— PROBLEMS TO WORK ON —
1 > In the forum thread on third-party EOS-M lenses, which lens maker is said to make an 18-200 for the M?
2 > In the forum thread on third-party EOS-M lenses, take the passage that begins with the words containing "## Mt Spokane" and ends with "with a adapter.", and write it out again with "profit" swapped for "return".
3 > Pick up the forum thread on third-party EOS-M lenses where it stops and write the next part.

— TEXT EXCERPT —

____

# Are there other 3rd native EOS-M Lenses coming up??? F.i. Zeiss, Sigma etc???



## JoFT (Jan 19, 2017)

With the M5 Canon becomes serious for mirrorless cameras - and great, too - I love my EOS M5!!!


But there is not much glass available yet. Aside of the really good Samyang 12mm f2.0 there is no other lens manufacturer supporting the EOS M-mount. 


I would like to see with an EOS-M-Mount:



Sigma´s DN-Series 
Zeiss Touit
Samyang in Autofocus...

I hope to see this soon...


----------



## andrei1989 (Jan 19, 2017)

there is more from samyang than the 12mm
http://www.samyanglensglobal.com/product/index.do#JTdCJTIyTU9VTlQlMjIlM0ElMjIzNSUyMiUyQyUyMkNBTUVSQSUyMiUzQSUyMjMwJTIyJTJDJTIyU0VOU09SJTIyJTNBJTIyNDIlMjIlN0Q=

tamron also makes an 18-200 for the M

and so many old good lenses which can be found really cheap...


----------



## Mt Spokane Photography (Jan 19, 2017)

It all depends on lens sales. If the camera is bought with the kit lens and few owners buy additional lenses, then 3rd party companies will invest in production where they can make a profit. This next year may tell, now that M5's are out. How many will sell, how many extra lenses will be purchased as opposed to using existing lenses with a adapter.

____

— RECORDS —
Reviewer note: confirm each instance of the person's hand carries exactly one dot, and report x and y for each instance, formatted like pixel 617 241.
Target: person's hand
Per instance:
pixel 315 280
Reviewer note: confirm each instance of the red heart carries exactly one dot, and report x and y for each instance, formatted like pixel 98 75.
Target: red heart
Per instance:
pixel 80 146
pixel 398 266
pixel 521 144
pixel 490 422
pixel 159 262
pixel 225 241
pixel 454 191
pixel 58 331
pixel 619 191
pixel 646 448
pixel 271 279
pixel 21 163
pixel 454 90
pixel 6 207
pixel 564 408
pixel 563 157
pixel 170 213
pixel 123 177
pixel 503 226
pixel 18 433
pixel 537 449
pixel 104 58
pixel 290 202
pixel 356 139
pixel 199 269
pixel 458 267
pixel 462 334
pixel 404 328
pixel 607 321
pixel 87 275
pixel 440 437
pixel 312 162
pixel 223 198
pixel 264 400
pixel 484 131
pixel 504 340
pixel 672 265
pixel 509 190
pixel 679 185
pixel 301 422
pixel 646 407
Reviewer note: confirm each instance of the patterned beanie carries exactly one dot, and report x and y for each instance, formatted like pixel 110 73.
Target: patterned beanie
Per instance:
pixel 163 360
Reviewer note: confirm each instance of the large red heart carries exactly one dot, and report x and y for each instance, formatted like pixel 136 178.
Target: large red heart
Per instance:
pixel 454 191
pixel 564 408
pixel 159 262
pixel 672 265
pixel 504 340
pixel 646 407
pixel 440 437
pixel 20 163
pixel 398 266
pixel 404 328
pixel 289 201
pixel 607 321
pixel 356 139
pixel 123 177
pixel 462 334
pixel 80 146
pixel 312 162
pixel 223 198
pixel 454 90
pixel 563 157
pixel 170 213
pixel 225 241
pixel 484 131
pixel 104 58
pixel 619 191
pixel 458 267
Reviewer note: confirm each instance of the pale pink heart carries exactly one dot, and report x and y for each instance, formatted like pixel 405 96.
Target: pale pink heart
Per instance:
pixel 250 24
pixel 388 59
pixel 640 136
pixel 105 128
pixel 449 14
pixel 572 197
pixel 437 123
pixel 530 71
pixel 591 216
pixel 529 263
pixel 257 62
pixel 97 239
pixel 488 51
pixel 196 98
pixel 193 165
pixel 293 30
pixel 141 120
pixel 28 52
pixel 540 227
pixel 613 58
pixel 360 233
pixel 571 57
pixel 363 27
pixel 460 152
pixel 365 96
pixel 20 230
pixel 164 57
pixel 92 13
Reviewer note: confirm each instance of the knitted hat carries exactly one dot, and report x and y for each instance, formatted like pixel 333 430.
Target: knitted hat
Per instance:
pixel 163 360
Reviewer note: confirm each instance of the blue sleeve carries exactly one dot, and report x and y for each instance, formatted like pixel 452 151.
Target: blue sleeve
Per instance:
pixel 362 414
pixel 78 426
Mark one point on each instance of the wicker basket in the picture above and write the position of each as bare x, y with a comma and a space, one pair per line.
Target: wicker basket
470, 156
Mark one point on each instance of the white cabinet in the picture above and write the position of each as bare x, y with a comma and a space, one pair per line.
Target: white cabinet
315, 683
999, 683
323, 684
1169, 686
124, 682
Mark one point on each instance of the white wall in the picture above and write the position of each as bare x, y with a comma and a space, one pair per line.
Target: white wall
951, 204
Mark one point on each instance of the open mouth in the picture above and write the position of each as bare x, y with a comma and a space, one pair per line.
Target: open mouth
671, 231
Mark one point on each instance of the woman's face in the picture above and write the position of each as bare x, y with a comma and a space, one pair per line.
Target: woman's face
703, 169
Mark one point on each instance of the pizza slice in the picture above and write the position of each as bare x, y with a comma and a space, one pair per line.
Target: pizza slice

____

— EXPECTED ANSWERS —
1 > Tamron

2 >
## Mt Spokane Photography (Jan 19, 2017)

It all depends on lens sales. If the camera is bought with the kit lens and few owners buy additional lenses, then 3rd party companies will invest in production where they can make a return. This next year may tell, now that M5's are out. How many will sell, how many extra lenses will be purchased as opposed to using existing lenses with a adapter.

3 >
----------



## JoFT (Jan 23, 2017)

Mt Spokane Photography said:


> It all depends on lens sales. If the camera is bought with the kit lens and few owners buy additional lenses, then 3rd party companies will invest in production where they can make a profit. This next year may tell, now that M5's are out. How many will sell, how many extra lenses will be purchased as opposed to using existing lenses with a adapter.




I do hope so... I am astonished: to convert f.i. the Sigma DN Art lenses it should be pretty easy: The flange distance of EOS-M is the same like Sony-E...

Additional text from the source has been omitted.